- **Activities**
1. In the Fulbright article, which school has Amanda Dorsey been accepted to for her master's of public health?
2. Reproduce everything in the Fulbright article from "W&L’s Amanda Dorsey" down to "human capability studies.", word for word.

- **Passage shown**
────────
W&L’s Amanda Dorsey ’21 Awarded a Fulbright to India The award will support a nine-month research project in India investigating intervention service access for individuals with disabilities.
Washington and Lee University senior Amanda Dorsey ’21 has received a Fulbright-Nehru open study/research award to complete a nine-month project in India investigating intervention service access for individuals with disabilities, titled “Optimizing Home Plans for Children with Developmental Disabilities: Lessons from COVID-19.” Dorsey is majoring in cognitive and behavioral science (CBSC) and minoring in poverty and human capability studies.
“Lockdowns in response to the COVID-19 pandemic spurred much innovation around ways to offer intervention services within the homes for people with disabilities,” Dorsey said. “I discovered during an internship in India with an NGO in 2019, however, that there were already many people with disabilities that were out of reach of in-person intervention services. This project seeks to apply strategies learned during the pandemic to address an intervention service gap that was existent before COVID-19.”
Dorsey also plans to pursue further studies in social epidemiology to quantitatively investigate the intersection among disability, health, resource access and health outcomes.
“This Fulbright project will both provide the essential context needed to inform future research questions while expanding my intercultural fluency,” Dorsey said.
Dorsey’s Fulbright award comes on the heels of her recent Critical Language Scholarship (CLS) for Hindi.
“The Critical Language Scholarship will take place in the summer before my grant begins and will be essential in helping me to prepare for my Fulbright research,” Dorsey said. “During my project, I want to be able to communicate with families in their local language, as we may be discussing potentially vulnerable topics around disability and their experience during COVID-19. I also want to comfortably navigate the country using Hindi, which will enhance the immersive nature of my experience. I am looking forward to maximizing the CLS program to best prepare myself for my Fulbright research.”
On campus, Dorsey serves as the lead of peer career advising in the Office of Career and Professional Development and as a research assistant under CBSC professors Karla Murdock and Wythe Whiting. She is also a group exercise instructor and past president of the Pre-Health Club.
“Amanda is a curious, resourceful, conscientious and proactive scholar,” Murdock said. “I am particularly excited about her Fulbright project because I know that it will serve families who will gravitate toward her warmth and kindness and rightfully trust her to do right by them through her empirical work. At a moment when the international community is reeling from the pandemic and its economic and political fallout, I relish the thought of Amanda Dorsey representing the U.S. abroad.”
Dorsey has already been accepted to Emory University’s Rollins School of Public Health to earn her master’s of public health in global epidemiology and has deferred her acceptance until after her Fulbright experience.
“Within this project, you can see pieces of my research experience from the CBSC Department, my mission and ethical considerations from the Poverty Studies Department, and a knowledge of community engagement and service access from my internships in global health and disability,” Dorsey said. “This Fulbright Award will be a culmination of many different facets of my W&L experience, and I am so grateful for this opportunity to tie together each of these experiences.”
The CBSC Department is home to two Fulbright recipients this year, Dorsey and Lorena Terroba Urruchua, both of whom work in the research lab of Professors Murdock and Whiting.
“One of the greatest pleasures of teaching at W&L is witnessing our students find their strengths and grow into young professionals who are fully prepared to do good in the world,” Murdock said. “Lorena and Amanda have crafted Fulbright projects that make exquisite use of their CBSC skills as well as the individual talents that make each of them so special. The CBSC faculty are very proud that they have found these avenues for serving the greater good.”
────────
- **Records**
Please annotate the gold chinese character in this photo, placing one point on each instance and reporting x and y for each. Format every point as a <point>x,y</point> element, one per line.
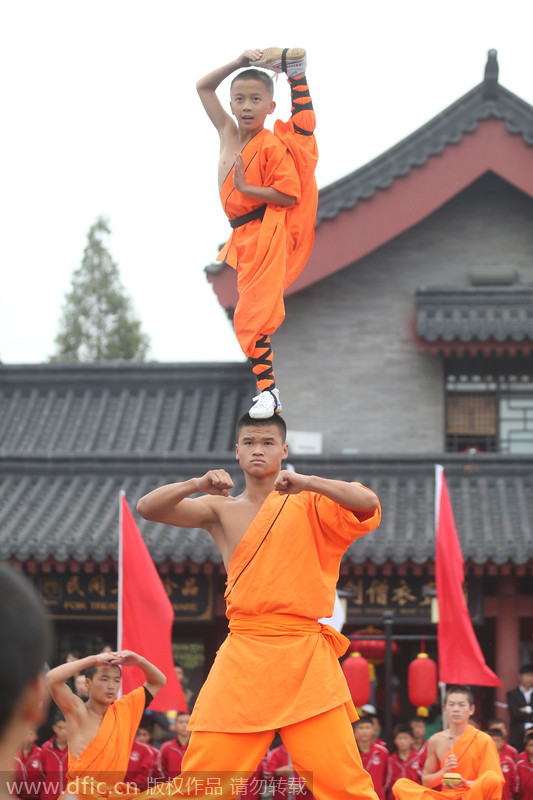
<point>169,584</point>
<point>426,598</point>
<point>377,592</point>
<point>97,585</point>
<point>402,594</point>
<point>190,587</point>
<point>73,586</point>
────────
- **Outputs in order**
1. Emory University's Rollins School of Public Health.

2.
W&L’s Amanda Dorsey ’21 Awarded a Fulbright to India The award will support a nine-month research project in India investigating intervention service access for individuals with disabilities.
Washington and Lee University senior Amanda Dorsey ’21 has received a Fulbright-Nehru open study/research award to complete a nine-month project in India investigating intervention service access for individuals with disabilities, titled “Optimizing Home Plans for Children with Developmental Disabilities: Lessons from COVID-19.” Dorsey is majoring in cognitive and behavioral science (CBSC) and minoring in poverty and human capability studies.